DESCRIPTION OF THE TASK: Can you write out, word for word, the part of the account of China's "709" crackdown below that opens with the words containing "I’m one of the" and closes with "destroy our beliefs."?

SUPPLIED PASSAGE:
═══

By rights lawyer Xie Yanyi
On this 5th anniversary of China’s crackdown on lawyers and rights activists, while reflecting on the precarious changes in the world since then, I still believe that justice and the human spirit are irrepressible.
On July 9, 2015, more than 300 human rights lawyers and activists were subjected to police “chats” (read: interrogations), detention, forced TV confessions, unlawful trials and international travel restrictions. Looking back today, I have no doubt that what has come to be known as the “709” crackdown was a brutal and reactionary violation of the rule of law, human rights and civility. I am acutely aware that totalitarian rule and the rule of law intrinsically contradict each other- and that is what inevitably led to the crackdown.
I’m one of the Chinese human rights lawyers and activists detained during the “709 crackdown” and who went through what UN human rights conventions define as torture. What I am concerned about is that the methods of torture we were subjected to were worse than those previously used by authorities. We were subjected to solitary confinement while at least 10 guards closely monitored us 24-hours a day. Our every move or utterance was recorded and filmed; our every psychological and human weakness exploited. Every aspect of our daily lives, including meals, sleep, and medication was subjected to special control. We were subjected to physical and mental torture without bounds, which was intended to completely break us down and destroy our beliefs.

═══

EXERCISE DATA:
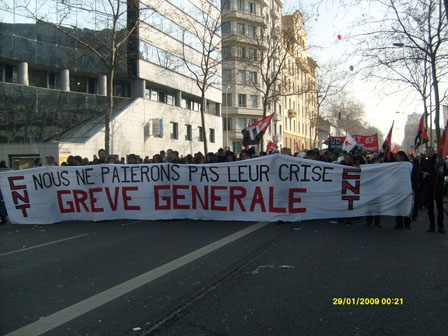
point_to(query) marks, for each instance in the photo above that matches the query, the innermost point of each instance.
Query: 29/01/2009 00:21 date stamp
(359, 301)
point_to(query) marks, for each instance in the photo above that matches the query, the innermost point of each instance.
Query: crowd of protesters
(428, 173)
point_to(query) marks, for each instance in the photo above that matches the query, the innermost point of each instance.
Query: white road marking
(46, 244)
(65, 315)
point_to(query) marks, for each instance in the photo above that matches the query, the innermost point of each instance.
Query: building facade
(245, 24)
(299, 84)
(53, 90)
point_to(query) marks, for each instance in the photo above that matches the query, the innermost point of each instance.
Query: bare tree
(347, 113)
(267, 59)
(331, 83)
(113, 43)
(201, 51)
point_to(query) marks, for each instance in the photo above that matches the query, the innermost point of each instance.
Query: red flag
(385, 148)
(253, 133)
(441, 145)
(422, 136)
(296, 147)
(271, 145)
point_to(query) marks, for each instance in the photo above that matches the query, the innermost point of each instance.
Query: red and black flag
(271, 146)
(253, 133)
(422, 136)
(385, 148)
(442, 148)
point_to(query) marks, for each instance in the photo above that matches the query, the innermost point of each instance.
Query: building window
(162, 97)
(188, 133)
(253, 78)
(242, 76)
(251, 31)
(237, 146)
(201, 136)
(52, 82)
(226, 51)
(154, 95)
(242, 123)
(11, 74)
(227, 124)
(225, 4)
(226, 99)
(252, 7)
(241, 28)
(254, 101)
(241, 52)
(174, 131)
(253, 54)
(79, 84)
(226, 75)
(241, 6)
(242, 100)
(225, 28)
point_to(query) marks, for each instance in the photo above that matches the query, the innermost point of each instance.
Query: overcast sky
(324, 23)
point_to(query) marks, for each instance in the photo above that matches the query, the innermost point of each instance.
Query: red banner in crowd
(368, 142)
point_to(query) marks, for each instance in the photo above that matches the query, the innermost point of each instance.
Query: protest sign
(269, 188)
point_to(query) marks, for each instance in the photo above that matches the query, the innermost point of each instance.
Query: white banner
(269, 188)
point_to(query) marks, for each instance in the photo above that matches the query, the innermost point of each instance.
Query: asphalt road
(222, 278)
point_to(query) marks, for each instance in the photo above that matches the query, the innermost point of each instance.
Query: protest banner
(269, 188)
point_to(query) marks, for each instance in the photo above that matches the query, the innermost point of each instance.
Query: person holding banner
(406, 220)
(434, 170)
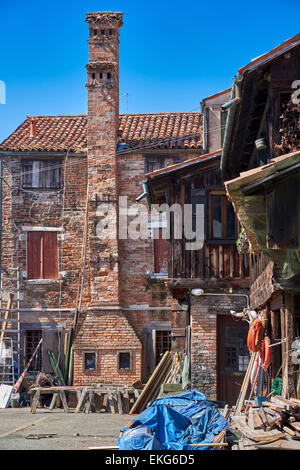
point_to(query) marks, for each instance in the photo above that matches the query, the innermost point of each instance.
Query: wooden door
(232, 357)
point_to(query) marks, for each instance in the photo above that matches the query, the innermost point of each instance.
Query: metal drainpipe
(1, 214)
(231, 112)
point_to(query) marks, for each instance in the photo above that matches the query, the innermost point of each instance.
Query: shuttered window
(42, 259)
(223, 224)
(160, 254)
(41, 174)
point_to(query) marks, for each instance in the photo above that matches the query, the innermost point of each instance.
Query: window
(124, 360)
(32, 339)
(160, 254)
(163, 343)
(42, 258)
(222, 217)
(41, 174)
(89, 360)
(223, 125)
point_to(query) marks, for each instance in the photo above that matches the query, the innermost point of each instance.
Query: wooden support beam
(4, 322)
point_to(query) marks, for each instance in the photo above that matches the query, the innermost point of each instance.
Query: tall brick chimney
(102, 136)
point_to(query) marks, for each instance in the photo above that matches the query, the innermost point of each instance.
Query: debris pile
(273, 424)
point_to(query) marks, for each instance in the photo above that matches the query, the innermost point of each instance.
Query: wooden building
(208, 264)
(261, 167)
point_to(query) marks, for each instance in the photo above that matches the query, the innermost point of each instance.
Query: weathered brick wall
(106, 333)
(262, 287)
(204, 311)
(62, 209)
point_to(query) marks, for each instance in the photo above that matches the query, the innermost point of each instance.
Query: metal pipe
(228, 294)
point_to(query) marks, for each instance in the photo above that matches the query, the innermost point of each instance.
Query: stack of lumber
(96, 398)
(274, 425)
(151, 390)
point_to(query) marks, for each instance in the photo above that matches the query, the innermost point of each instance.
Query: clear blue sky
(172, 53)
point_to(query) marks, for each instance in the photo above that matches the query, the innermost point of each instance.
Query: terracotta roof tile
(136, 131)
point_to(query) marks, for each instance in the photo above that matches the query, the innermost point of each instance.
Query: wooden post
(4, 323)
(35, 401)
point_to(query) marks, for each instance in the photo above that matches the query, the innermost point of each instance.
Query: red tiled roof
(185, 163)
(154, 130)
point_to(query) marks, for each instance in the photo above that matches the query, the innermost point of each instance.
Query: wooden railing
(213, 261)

═══

OUTPUT:
I’m one of the Chinese human rights lawyers and activists detained during the “709 crackdown” and who went through what UN human rights conventions define as torture. What I am concerned about is that the methods of torture we were subjected to were worse than those previously used by authorities. We were subjected to solitary confinement while at least 10 guards closely monitored us 24-hours a day. Our every move or utterance was recorded and filmed; our every psychological and human weakness exploited. Every aspect of our daily lives, including meals, sleep, and medication was subjected to special control. We were subjected to physical and mental torture without bounds, which was intended to completely break us down and destroy our beliefs.